§ OBJECTIF 1
Reproduisez intégralement, sans rien modifier, la critique du jeu Elysium ci-dessous.

§ EXTRAIT RETENU
♫♫♫ Elysium, Elysium
Elysium cherche-moi des poux,
Brise-moi quelques synapses,
Et frustre moi un peu
On a treize quatorze dieux dans nos Cieux ♫♫♫
Elysium est le dernier jeu des Space Cowboys (après Splendor et Black Fleet). pour joueurs confirmés à experts pour des durées de partie de 90 min (120 min pour une première partie avec explication de règles).
Face à l'engouement général et à la notoriété des éditeurs, il est particulièrement difficile de donner un avis critique à propos de ce jeu, mais je me lance. Autant le dire tout de suite, le résultat, après une partie, a été pour moi en deça de ce que je pouvais espérer et en deça des premiers avis dithyrambiques que j'ai pu lire ici ou là. En toute objectivité, Elysium est à mon avis un jeu solide, agréable, possédant de nombreuses qualités mais pas la GROSSE PERLE et la GROSSE BOMBE ludique pour gamer de ce début d'année.
Tel un Diogène moderne, j’ai essayé d’analyser ce jeu en faisant fi de l’attente et de la notoriété des éditeurs. Détaillons un peu les différents aspects.
L'aspect éditorial : (08/10)
C'est du solide. Les Space Cowboys font bien le métier comme d'habitude, c'est bon de le rappeler, même si ici je n'ai pas été particulièrement sublimé par rapport à leurs précédents jeux ou par rapport à d'autres éditeurs.
Les + :
- La communication autour du jeu : un peu too much parfois mais il faut bien avouer que le site web consacré au jeu est super bien réalisé, la règle est très bien expliquée par Mr Croc également. C'est bien que l'objet culturel "jeu" bénéficie des mêmes atouts que d'autres objets culturels en termes de communication
- Un jeu fabriqué en EU (Allemagne) : c'est déjà ça !!!

§ OBJECTIF 2
Rassemblez en les recopiant toutes les lignes ci-dessous qui contiennent le mot "roof", s'il vous plaît.

§ DONNÉES FOURNIES
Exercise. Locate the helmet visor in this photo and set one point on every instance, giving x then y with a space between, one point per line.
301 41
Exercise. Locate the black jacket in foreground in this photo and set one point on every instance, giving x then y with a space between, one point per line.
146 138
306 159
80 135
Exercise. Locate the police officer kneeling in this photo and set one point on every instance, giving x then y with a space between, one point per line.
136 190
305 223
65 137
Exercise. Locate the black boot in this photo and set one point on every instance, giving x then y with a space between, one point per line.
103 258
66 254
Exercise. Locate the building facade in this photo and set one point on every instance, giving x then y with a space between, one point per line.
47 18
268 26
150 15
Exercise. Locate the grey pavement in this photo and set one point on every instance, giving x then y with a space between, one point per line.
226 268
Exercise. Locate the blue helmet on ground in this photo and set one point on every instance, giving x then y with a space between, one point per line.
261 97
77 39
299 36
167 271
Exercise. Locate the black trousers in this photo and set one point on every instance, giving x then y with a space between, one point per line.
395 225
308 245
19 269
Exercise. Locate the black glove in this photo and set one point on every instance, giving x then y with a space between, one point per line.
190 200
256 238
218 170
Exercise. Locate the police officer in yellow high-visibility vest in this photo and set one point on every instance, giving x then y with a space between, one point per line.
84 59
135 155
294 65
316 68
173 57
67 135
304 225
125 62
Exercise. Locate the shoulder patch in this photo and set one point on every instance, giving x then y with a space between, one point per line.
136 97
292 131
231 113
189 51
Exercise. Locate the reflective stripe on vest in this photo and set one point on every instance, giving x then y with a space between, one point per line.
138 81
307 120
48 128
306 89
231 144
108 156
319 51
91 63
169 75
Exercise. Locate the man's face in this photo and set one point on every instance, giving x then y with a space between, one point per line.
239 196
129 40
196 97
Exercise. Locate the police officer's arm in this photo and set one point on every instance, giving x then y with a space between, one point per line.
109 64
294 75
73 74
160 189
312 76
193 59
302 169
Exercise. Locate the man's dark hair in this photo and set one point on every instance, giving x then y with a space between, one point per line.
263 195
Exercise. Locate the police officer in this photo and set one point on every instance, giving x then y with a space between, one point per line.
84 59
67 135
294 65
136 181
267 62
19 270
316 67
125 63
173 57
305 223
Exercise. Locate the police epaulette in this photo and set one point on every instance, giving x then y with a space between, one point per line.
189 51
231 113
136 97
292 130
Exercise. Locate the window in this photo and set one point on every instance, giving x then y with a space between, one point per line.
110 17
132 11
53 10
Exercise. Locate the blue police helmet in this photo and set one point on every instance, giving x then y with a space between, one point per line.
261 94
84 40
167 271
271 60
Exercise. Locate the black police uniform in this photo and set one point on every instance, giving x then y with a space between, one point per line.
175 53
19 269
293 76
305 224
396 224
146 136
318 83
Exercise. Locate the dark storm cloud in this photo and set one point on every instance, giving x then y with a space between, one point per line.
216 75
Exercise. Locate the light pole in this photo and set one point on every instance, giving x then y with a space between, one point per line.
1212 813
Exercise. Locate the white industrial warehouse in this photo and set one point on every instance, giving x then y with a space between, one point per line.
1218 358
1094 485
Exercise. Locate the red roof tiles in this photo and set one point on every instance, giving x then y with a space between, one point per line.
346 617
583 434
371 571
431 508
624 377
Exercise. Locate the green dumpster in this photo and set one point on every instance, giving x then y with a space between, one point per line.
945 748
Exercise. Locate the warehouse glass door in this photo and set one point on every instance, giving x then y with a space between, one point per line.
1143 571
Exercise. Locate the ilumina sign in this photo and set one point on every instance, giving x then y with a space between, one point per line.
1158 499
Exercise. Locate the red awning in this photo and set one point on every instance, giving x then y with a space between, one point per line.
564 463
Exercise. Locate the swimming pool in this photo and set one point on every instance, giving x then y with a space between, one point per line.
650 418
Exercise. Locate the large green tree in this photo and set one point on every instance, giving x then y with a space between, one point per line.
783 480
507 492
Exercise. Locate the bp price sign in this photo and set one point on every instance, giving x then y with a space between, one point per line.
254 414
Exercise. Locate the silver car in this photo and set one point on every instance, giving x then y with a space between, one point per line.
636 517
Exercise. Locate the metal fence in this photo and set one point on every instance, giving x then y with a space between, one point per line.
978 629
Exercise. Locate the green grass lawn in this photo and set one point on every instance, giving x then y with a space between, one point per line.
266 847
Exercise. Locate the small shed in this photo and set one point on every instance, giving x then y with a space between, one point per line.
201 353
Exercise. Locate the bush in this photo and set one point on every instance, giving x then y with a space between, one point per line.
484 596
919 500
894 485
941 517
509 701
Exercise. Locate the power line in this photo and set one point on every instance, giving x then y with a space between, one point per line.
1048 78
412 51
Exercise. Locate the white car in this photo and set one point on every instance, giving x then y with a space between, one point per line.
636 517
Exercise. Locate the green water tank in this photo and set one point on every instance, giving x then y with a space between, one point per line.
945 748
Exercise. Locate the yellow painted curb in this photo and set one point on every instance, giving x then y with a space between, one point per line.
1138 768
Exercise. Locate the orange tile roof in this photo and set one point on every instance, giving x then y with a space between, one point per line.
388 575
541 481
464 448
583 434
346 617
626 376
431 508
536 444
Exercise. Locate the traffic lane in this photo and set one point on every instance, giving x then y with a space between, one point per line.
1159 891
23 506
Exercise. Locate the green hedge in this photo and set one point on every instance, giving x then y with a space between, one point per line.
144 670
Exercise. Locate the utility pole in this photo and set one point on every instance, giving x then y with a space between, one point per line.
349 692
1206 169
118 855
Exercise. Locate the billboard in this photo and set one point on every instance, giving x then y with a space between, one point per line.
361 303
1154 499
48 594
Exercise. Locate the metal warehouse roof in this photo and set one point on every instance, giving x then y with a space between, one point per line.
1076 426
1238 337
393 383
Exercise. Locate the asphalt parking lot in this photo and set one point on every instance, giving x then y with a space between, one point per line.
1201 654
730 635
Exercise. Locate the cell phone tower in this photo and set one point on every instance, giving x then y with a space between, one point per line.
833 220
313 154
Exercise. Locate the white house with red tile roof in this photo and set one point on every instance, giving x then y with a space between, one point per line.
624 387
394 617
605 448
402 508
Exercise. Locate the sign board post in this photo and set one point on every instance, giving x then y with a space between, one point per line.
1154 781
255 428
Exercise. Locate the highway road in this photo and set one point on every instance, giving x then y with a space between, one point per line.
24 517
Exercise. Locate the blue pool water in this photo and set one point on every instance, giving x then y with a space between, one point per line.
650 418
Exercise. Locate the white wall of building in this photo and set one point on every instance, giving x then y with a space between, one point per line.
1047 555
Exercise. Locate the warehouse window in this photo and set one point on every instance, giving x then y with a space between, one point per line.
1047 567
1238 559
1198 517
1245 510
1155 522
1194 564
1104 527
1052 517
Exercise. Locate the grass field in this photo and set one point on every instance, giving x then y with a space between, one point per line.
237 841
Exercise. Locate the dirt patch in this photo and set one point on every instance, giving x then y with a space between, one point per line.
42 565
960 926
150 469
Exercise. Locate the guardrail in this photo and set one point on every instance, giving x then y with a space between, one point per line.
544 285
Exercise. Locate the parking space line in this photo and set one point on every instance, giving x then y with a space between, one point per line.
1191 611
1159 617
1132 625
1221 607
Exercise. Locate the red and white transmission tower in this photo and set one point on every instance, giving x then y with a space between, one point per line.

§ RÉPONSE 1
♫♫♫ Elysium, Elysium
Elysium cherche-moi des poux,
Brise-moi quelques synapses,
Et frustre moi un peu
On a treize quatorze dieux dans nos Cieux ♫♫♫
Elysium est le dernier jeu des Space Cowboys (après Splendor et Black Fleet). pour joueurs confirmés à experts pour des durées de partie de 90 min (120 min pour une première partie avec explication de règles).
Face à l'engouement général et à la notoriété des éditeurs, il est particulièrement difficile de donner un avis critique à propos de ce jeu, mais je me lance. Autant le dire tout de suite, le résultat, après une partie, a été pour moi en deça de ce que je pouvais espérer et en deça des premiers avis dithyrambiques que j'ai pu lire ici ou là. En toute objectivité, Elysium est à mon avis un jeu solide, agréable, possédant de nombreuses qualités mais pas la GROSSE PERLE et la GROSSE BOMBE ludique pour gamer de ce début d'année.
Tel un Diogène moderne, j’ai essayé d’analyser ce jeu en faisant fi de l’attente et de la notoriété des éditeurs. Détaillons un peu les différents aspects.
L'aspect éditorial : (08/10)
C'est du solide. Les Space Cowboys font bien le métier comme d'habitude, c'est bon de le rappeler, même si ici je n'ai pas été particulièrement sublimé par rapport à leurs précédents jeux ou par rapport à d'autres éditeurs.
Les + :
- La communication autour du jeu : un peu too much parfois mais il faut bien avouer que le site web consacré au jeu est super bien réalisé, la règle est très bien expliquée par Mr Croc également. C'est bien que l'objet culturel "jeu" bénéficie des mêmes atouts que d'autres objets culturels en termes de communication
- Un jeu fabriqué en EU (Allemagne) : c'est déjà ça !!!

§ RÉPONSE 2
Exercise. Locate the red roof tiles in this photo and set one point on every instance, giving x then y with a space between, one point per line.
Exercise. Locate the orange tile roof in this photo and set one point on every instance, giving x then y with a space between, one point per line.
Exercise. Locate the metal warehouse roof in this photo and set one point on every instance, giving x then y with a space between, one point per line.
Exercise. Locate the white house with red tile roof in this photo and set one point on every instance, giving x then y with a space between, one point per line.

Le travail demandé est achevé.